TEXT EXCERPT —
····················
It’s a logic question. In standard propositional logic, is everything proveable by CP proveable by IP without using CP?
Maybe.
What exactly do you mean by those two terms? (And what exactly are the other rules to evaluate this question in the context of? Everything will be quite sensitive to that…)
For example:
Everything in standard propositional logic can be deduced from the following rules:
Sequence: From a string of entailments A |- B |- C |- … |- D, you can deduce A |- D. [If you like, you can reduce this to the 0-ary case (A |- A always) and the 2-ary case (from A |- B and B |- C, deduce A |- C)]
And: A |- B & C & … & D if and only if A |- B and A |- C and … and A |- D. [If you like, you can reduce this to the 0-ary case (A |- True always) and the 2-ary case (from A |- B and A |- C, deduce A |- B & C)]
Or: B v C v … v D |- A if and only if B |- A and C |- A and … and D |- A. [If you like, you can reduce this to the 0-ary case (False |- A always) and the 2-ary case (from B |- A and C |- A, deduce B v C |- A)]
Not 1: A |- C v ~B if and only if A & B |- C [If you like, you can reduce this to the case where C is the 0-ary disjunction]
Not 2: C & ~B |- A if and only if C |- A v B [If you like, you can reduce this to the case where C is the 0-ary conjunction]
Implication: “A -> B” is shorthand for “~(A & ~B)” [Of course, this convention has no effect if you have no desire to discuss the -> connective]
I don’t know if you would call any of those rules CP. If not, then in this setup, you can get by without a primitive CP rule (though, of course, a CP rule is in some sense composable from the others).
····················
(Excerpts from a pointing dataset)
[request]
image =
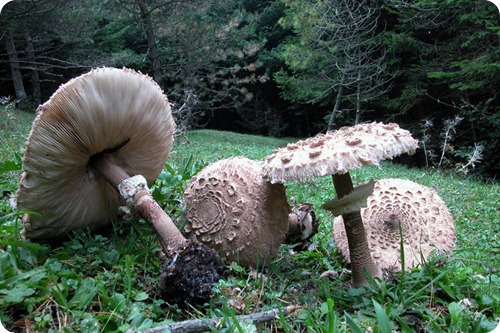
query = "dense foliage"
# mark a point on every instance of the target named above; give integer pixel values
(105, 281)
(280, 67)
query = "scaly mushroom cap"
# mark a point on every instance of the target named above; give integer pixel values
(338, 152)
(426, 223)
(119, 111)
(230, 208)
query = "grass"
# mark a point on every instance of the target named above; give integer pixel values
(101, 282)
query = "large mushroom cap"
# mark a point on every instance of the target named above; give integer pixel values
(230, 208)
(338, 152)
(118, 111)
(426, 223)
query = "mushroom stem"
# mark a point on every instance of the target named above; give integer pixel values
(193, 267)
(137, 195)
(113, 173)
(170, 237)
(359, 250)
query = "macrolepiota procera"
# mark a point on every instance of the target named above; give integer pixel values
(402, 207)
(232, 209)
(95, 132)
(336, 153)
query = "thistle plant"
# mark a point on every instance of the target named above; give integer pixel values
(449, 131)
····················
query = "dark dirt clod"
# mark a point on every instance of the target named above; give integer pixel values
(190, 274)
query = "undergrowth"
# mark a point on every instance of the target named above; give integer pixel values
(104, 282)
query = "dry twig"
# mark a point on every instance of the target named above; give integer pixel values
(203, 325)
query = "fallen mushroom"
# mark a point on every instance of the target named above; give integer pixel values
····················
GOALS —
(a) Can you output the passage of the propositional logic thread that begins at the words that have "What exactly do" and stops after "sensitive to that…)"?
(b) Do these statements agree with the propositional logic thread? Answer yes or no for each, quoting the deciding words.
(i) The Sequence rule can be reduced to a 0-ary case in which A |- A always holds.
(ii) The thread treats "A -> B" as shorthand for "~(A & ~B)".
(iii) The reply says that, if none of the listed rules counts as CP, a primitive CP rule is still needed in that setup.
(c) How would you resume the propositional logic thread after its last sentence?

ANSWERS TO THE EXERCISE —
(a)
What exactly do you mean by those two terms? (And what exactly are the other rules to evaluate this question in the context of? Everything will be quite sensitive to that…)

(b)
(i) Yes: "you can reduce this to the 0-ary case (A |- A always)"
(ii) Yes: "“A -> B” is shorthand for “~(A & ~B)”"
(iii) No: "If not, then in this setup, you can get by without a primitive CP rule"

(c)
Well, I’ve found references to these definitions for the terms mentioned in the OP:
Conditional proof: By taking A as hypothesis, you are able to deduce B. Therefore A -> B
Indirect proof: By taking A as hypothesis, you are able to deduce ~A. Therefore A
I still feel that the question is unanswerable without enumerating the other deductive rules, tricks, and shorthands you are able to use along with Inductive Proof. (You can’t prove anything with IP alone, and there are certainly shorthands which would implicitly contain CP)
(Should the “Or” rule you listed have "or"s on the right hand side instead of "and"s? If not I must not be reading what you’ve said correctly.)
By “conditional proof” I mean a rule of inference which says “If some premises allow you to derive B from A, then the premises allow you to derive A–>B.”
So it looks like you’re saying you don’t need either CP or IP. I didn’t know that–for some reason I had the idea you needed at least one or the other.
It looks like you get CP (as defined above) from the “Sequence” rule plus a proof that if A entails B, then {null} entails ~(A & ~B).
What I’m doing, for absolutely no good reason other than my own entertainment, is trying to construct an extension of term logic which proves everything proven by propositional logic while still recognizeably looking like term logic (albeit with the addition of singular terms–but that’s something almost every basic logic textbook has a method for, so it would still be recognizeably “term logic”). The basic trick is to have a special set of terms as follows:
cases
cases[A]
cases** <-----Oddly, this is capital when I type it, but lower case when it is displayed in the post!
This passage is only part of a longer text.